Task item: Give the number of lines in the records below that include "conifer". Reply with that number alone.

(Stored data entries)
- Opening Delimiter -
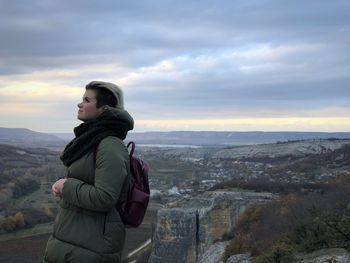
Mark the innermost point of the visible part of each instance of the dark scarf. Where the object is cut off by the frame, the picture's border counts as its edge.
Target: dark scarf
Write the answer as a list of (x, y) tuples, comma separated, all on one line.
[(89, 134)]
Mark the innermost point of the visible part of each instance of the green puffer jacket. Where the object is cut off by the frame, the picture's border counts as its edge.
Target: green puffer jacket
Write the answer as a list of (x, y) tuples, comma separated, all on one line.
[(88, 228)]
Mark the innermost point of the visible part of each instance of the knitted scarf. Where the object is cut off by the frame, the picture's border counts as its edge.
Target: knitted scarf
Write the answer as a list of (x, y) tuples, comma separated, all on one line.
[(89, 134)]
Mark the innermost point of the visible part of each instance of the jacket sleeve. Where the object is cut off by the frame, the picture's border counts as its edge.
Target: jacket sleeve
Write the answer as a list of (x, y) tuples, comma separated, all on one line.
[(111, 169)]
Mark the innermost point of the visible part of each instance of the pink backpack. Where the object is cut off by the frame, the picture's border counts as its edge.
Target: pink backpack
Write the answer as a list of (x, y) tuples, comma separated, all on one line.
[(139, 193)]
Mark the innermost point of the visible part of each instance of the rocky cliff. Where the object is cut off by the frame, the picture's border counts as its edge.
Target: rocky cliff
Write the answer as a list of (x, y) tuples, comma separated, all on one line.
[(187, 229)]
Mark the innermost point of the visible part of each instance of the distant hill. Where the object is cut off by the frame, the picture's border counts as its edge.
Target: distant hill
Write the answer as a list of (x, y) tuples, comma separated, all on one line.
[(228, 138), (29, 138), (26, 137)]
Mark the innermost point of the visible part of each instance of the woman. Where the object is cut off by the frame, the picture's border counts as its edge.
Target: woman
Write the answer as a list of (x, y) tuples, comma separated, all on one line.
[(88, 227)]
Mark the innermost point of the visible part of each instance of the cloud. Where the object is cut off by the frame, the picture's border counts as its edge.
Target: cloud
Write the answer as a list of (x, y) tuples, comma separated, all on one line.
[(198, 59)]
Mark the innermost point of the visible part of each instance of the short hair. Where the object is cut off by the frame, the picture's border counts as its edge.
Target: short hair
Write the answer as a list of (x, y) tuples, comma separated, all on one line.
[(103, 96)]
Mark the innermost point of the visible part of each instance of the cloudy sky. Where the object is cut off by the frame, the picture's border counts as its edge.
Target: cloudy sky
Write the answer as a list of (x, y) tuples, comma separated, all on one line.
[(225, 65)]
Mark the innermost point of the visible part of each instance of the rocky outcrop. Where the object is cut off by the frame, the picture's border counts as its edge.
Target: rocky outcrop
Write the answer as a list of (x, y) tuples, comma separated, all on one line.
[(187, 229), (333, 255)]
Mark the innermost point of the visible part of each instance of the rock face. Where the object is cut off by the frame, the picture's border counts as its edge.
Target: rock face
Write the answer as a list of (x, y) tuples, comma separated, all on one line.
[(333, 255), (187, 230)]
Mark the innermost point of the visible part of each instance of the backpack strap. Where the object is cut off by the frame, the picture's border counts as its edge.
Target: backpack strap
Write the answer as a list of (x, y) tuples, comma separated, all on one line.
[(132, 148)]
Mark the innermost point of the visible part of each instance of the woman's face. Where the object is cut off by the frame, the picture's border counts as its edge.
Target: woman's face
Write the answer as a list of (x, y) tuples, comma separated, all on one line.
[(87, 108)]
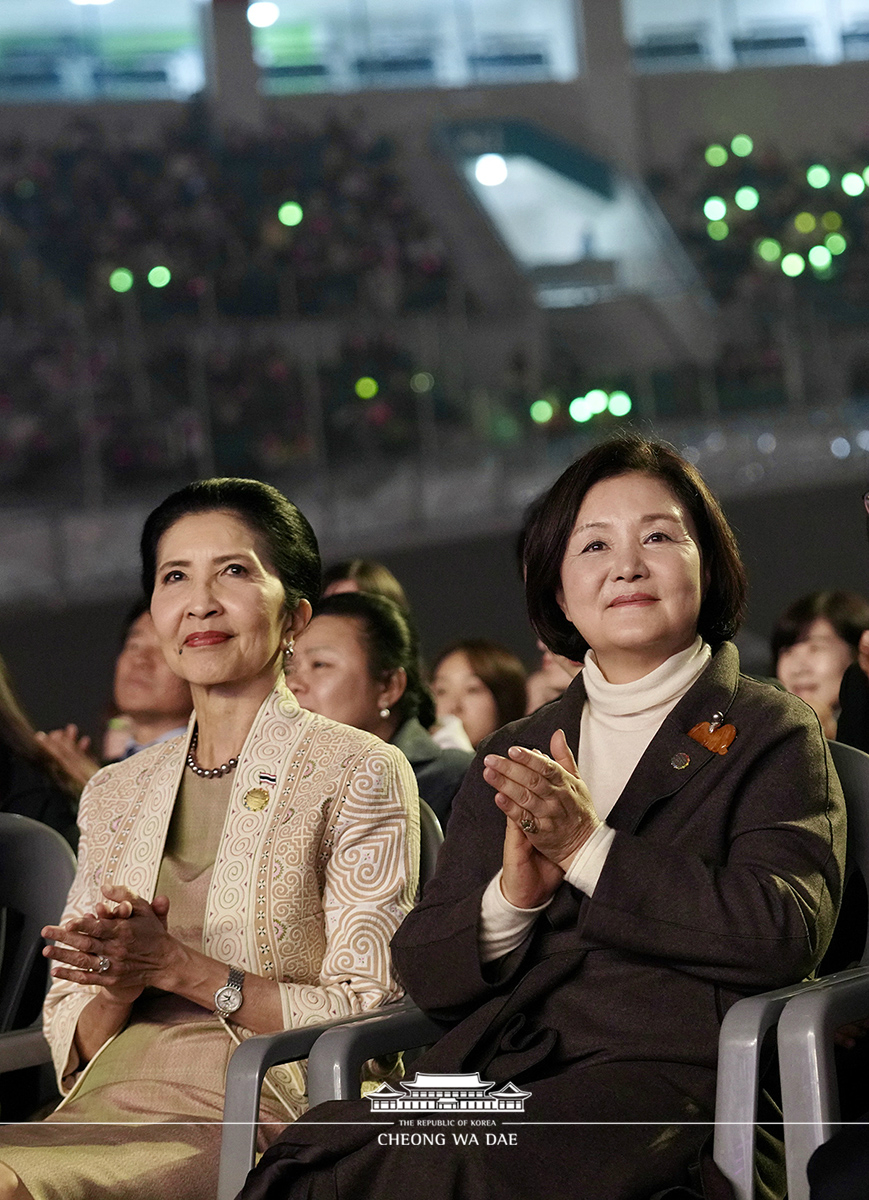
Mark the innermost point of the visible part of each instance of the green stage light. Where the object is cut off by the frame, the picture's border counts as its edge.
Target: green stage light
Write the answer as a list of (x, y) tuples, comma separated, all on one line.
[(366, 388), (289, 214), (121, 280), (817, 175), (748, 198), (793, 265)]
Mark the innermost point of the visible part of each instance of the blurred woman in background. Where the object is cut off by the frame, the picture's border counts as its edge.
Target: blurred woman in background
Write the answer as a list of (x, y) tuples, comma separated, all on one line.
[(815, 640), (358, 663), (364, 575), (31, 783), (480, 683)]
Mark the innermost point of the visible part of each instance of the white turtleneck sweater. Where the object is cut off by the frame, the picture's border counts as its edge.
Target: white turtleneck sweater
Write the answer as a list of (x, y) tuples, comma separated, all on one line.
[(618, 721)]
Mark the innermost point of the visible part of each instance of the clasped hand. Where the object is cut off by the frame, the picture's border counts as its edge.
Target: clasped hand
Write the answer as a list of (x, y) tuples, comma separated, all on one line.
[(129, 934), (550, 817)]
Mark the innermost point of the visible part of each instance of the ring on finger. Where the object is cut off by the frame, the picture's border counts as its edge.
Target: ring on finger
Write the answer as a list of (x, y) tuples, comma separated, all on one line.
[(527, 825)]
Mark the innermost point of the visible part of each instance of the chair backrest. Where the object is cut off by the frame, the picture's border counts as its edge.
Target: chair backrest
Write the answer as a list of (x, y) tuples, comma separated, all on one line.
[(36, 871), (852, 768), (430, 840)]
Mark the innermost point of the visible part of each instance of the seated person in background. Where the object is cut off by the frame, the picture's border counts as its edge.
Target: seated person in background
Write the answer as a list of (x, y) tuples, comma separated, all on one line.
[(245, 877), (619, 868), (550, 679), (815, 640), (154, 702), (31, 781), (479, 683), (358, 663), (364, 575)]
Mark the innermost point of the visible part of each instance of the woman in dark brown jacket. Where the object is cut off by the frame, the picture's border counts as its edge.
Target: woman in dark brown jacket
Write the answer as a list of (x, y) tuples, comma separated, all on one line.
[(621, 867)]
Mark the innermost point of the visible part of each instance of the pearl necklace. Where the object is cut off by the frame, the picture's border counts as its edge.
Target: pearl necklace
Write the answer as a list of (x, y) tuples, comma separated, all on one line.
[(223, 769)]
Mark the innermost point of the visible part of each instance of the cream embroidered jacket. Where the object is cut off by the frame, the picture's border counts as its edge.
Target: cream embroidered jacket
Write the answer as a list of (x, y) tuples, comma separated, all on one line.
[(316, 869)]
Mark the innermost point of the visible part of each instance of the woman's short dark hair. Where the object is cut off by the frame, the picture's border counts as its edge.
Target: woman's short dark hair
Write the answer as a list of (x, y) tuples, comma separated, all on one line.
[(390, 643), (288, 538), (847, 612), (369, 575), (501, 671), (552, 520)]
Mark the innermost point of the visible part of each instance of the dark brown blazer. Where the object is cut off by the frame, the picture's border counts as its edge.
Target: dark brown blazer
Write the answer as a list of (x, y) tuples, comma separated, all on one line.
[(724, 879)]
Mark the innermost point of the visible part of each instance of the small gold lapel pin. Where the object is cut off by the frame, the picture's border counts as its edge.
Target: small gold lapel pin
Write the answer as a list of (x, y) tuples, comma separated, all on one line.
[(713, 735), (256, 799)]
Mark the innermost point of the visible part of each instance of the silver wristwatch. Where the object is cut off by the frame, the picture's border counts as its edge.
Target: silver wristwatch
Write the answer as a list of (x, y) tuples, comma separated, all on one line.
[(227, 1000)]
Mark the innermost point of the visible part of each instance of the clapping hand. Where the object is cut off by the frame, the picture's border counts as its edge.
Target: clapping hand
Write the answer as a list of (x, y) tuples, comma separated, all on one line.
[(124, 946), (550, 817)]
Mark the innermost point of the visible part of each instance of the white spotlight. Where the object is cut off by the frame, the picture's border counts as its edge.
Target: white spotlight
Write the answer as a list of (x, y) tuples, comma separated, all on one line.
[(490, 169), (263, 13)]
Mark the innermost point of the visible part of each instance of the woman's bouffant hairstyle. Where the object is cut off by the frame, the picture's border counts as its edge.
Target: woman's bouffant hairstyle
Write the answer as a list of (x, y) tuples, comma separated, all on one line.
[(501, 671), (847, 612), (289, 540), (551, 522), (390, 643), (369, 576)]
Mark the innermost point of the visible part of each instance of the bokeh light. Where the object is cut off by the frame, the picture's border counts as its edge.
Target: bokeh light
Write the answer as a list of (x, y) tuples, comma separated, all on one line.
[(541, 412), (619, 403), (421, 382), (747, 198), (263, 13), (820, 258), (769, 250), (121, 280), (366, 388), (793, 265), (852, 184), (817, 175), (490, 169), (580, 409), (714, 209), (291, 214)]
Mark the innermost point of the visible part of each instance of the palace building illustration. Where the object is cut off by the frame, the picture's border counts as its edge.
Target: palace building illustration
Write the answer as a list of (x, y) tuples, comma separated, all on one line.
[(447, 1093)]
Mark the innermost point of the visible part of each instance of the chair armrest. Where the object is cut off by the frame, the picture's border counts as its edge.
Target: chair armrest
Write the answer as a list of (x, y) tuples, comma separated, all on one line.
[(245, 1075), (336, 1060), (807, 1065), (23, 1048), (738, 1081)]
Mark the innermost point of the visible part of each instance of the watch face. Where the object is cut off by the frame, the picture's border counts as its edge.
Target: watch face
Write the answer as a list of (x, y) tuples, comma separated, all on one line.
[(227, 1000)]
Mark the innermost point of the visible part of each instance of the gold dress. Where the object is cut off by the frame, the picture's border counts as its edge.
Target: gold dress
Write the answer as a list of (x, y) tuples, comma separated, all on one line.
[(144, 1122)]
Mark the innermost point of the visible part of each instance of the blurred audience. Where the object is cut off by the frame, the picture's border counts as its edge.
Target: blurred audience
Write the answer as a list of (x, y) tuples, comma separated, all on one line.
[(815, 640), (550, 679), (31, 781), (358, 663), (364, 575), (480, 683), (151, 705)]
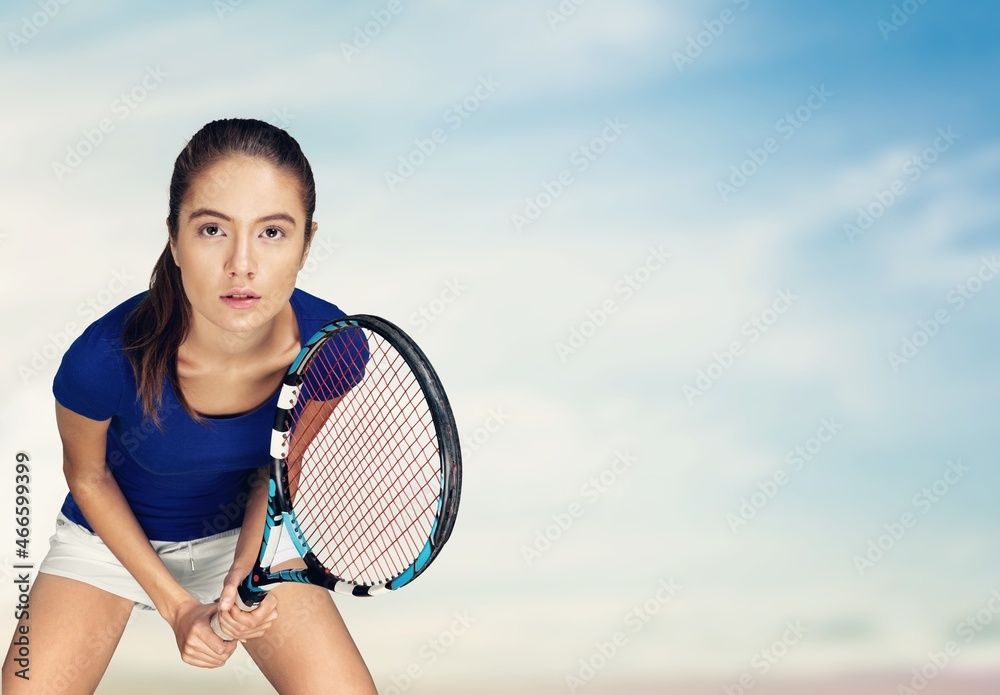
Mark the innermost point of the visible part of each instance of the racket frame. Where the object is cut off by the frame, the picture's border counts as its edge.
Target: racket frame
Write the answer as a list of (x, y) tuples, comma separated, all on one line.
[(280, 512)]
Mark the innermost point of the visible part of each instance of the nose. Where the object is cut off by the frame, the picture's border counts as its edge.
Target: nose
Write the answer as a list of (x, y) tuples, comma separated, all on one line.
[(242, 262)]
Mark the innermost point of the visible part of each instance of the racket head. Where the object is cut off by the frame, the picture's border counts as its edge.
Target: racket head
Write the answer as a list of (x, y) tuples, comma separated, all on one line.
[(372, 499)]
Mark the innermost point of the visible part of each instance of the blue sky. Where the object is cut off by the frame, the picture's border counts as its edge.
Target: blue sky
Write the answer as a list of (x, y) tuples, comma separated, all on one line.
[(393, 250)]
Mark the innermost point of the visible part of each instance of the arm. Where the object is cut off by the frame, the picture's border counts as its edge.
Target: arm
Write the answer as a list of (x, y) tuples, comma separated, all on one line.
[(97, 494), (234, 622)]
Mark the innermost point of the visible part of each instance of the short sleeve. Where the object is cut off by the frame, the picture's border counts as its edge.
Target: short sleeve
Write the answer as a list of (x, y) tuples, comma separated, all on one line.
[(90, 380)]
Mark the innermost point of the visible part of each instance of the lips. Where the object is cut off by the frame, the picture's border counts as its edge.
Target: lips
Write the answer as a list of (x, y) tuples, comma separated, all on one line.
[(240, 299), (241, 294)]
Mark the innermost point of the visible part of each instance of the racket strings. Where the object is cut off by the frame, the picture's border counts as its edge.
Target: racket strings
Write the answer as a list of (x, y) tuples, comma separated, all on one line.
[(367, 485)]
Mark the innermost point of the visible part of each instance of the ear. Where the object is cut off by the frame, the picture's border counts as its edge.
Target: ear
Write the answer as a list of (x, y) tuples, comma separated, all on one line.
[(305, 251), (173, 245)]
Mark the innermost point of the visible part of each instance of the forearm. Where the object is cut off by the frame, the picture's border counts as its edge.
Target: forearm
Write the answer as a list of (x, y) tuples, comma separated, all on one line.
[(252, 530), (109, 514)]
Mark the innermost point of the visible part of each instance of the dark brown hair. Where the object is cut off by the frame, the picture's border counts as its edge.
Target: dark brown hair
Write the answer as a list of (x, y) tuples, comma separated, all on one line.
[(156, 327)]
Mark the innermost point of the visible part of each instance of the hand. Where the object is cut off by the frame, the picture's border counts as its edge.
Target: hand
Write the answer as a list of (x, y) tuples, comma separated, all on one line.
[(197, 642), (239, 624)]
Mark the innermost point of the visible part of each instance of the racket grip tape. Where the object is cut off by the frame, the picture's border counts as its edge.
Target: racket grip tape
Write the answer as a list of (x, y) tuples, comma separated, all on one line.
[(247, 599)]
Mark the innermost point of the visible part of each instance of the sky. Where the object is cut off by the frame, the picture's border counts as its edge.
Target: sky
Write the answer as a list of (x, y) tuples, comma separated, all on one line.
[(712, 288)]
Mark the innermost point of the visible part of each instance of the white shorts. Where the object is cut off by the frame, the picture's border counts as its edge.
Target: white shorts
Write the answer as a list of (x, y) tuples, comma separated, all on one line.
[(199, 565)]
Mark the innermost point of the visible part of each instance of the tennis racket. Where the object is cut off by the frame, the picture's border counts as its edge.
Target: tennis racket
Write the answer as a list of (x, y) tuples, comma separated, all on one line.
[(365, 472)]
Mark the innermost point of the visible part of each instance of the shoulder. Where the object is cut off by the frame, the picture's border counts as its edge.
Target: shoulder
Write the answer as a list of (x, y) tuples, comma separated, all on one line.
[(91, 377), (313, 312)]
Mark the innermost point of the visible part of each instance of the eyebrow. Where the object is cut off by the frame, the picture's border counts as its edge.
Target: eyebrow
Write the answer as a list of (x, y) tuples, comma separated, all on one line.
[(206, 212)]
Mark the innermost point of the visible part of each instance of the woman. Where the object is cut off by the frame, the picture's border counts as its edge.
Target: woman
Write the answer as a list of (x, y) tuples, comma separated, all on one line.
[(164, 408)]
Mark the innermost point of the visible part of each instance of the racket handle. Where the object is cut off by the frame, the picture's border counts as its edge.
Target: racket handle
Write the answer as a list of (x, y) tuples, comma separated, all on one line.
[(246, 599), (214, 622)]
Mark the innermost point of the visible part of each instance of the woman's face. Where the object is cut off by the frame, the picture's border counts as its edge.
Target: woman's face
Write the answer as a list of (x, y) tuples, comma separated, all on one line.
[(240, 243)]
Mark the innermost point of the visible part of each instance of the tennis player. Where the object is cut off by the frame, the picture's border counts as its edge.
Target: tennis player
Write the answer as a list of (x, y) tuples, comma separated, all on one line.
[(164, 408)]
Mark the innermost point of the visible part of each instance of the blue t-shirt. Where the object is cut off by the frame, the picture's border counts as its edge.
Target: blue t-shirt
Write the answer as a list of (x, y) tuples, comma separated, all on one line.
[(189, 480)]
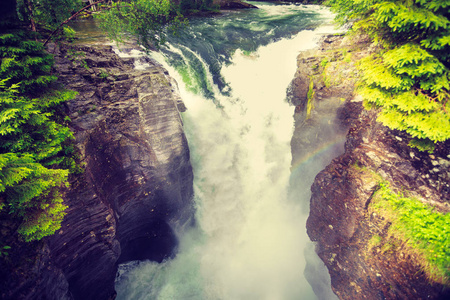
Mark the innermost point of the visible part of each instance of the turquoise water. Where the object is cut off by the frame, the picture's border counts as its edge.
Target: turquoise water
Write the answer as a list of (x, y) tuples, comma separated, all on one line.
[(249, 240)]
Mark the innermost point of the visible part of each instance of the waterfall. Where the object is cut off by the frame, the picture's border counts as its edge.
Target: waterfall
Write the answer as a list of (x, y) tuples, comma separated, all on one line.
[(250, 237)]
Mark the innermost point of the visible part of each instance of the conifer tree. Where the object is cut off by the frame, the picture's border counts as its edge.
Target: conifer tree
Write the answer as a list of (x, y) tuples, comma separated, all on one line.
[(34, 142), (409, 79)]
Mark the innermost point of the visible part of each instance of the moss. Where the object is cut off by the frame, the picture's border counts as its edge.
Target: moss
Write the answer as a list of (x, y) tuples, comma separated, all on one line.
[(422, 228)]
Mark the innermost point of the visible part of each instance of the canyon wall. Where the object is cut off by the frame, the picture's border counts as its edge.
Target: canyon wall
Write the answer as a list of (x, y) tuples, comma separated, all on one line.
[(135, 191), (340, 221)]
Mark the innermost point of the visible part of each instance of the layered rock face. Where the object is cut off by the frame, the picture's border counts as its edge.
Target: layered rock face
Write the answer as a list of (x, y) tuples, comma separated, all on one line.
[(136, 188), (340, 221)]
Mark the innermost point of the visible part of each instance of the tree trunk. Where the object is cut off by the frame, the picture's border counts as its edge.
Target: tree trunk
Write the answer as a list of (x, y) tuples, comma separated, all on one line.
[(30, 15), (8, 14)]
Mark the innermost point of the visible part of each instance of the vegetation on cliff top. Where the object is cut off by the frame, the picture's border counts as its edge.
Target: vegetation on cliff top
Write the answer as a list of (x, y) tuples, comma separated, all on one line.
[(420, 226), (36, 153), (408, 79)]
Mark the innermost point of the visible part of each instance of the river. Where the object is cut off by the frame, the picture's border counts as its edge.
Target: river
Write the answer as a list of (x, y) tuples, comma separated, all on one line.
[(249, 241)]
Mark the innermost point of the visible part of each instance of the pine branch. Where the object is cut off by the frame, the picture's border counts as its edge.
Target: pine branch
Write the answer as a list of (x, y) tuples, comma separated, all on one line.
[(71, 18)]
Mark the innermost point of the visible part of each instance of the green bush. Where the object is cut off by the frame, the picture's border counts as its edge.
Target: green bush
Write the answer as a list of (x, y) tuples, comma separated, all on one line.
[(409, 78), (421, 227)]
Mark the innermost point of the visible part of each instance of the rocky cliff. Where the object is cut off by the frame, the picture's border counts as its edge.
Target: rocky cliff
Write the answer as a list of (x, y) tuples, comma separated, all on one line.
[(135, 190), (341, 222)]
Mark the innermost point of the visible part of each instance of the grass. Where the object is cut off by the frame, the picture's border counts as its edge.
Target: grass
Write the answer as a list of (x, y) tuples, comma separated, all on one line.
[(419, 226)]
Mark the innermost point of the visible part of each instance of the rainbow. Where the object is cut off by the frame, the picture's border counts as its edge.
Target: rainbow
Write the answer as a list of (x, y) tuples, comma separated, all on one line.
[(309, 157)]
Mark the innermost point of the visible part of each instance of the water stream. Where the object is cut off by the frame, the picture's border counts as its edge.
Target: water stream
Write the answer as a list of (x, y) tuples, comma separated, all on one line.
[(250, 237)]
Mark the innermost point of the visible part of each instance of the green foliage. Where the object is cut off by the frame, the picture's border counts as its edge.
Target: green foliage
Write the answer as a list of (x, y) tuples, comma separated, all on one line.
[(48, 13), (4, 250), (147, 20), (35, 150), (196, 5), (409, 79), (421, 227), (31, 193)]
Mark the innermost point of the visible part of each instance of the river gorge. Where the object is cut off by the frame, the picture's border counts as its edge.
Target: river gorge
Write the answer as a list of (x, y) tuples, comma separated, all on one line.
[(230, 164)]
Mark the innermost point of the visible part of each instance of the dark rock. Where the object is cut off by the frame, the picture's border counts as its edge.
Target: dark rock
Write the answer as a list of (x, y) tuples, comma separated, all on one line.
[(339, 220), (235, 4), (136, 189)]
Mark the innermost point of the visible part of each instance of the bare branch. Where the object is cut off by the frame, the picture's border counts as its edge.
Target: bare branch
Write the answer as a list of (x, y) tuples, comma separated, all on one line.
[(70, 19)]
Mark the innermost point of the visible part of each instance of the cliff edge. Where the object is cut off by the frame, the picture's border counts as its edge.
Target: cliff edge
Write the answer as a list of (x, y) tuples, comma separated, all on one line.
[(364, 256), (135, 190)]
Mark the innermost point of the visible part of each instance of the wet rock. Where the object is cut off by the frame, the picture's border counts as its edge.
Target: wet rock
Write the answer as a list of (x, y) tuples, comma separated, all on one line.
[(340, 222), (136, 187)]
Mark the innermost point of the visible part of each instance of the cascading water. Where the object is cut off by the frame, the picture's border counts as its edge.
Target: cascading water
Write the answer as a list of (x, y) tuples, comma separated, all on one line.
[(249, 238)]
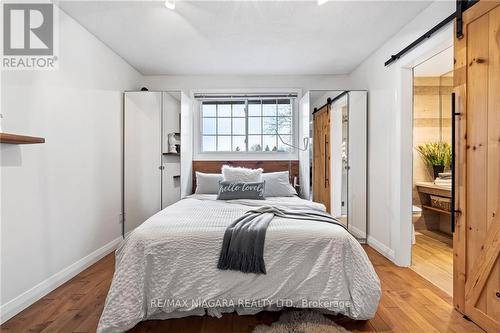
- Closing Delimiter -
Solution to the exercise: 2